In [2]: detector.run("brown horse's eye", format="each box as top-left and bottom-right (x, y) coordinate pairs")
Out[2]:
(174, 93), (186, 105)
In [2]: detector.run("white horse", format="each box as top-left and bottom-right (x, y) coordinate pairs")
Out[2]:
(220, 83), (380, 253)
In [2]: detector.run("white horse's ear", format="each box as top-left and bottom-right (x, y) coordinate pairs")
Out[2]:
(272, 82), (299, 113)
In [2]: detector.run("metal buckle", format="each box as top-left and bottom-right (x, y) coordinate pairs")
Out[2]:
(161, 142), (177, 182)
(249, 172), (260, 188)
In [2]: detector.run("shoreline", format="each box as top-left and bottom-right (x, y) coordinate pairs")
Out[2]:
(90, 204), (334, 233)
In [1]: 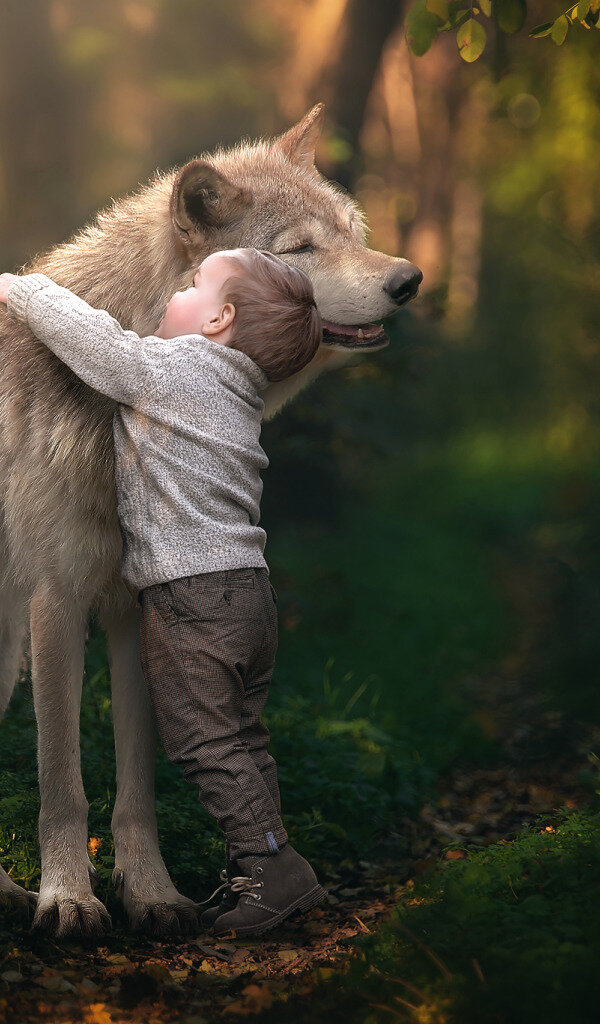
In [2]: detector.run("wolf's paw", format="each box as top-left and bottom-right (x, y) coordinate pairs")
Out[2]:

━━━━━━

§ PROBLEM TO WORK ON
Reproduce without any change the stretch of the listing above from its first line through the line containing "(220, 83), (380, 253)".

§ OUTPUT FOR THIS EXERCISE
In [2]: detector.run("brown horse's eye", format="each box as top-left and bottom-right (x, y) coordinate pairs")
Out[2]:
(174, 93), (186, 105)
In [2]: detector.run("white horse", format="each box as top-left and bottom-right (x, y) coordinate pairs")
Out[2]:
(220, 83), (380, 253)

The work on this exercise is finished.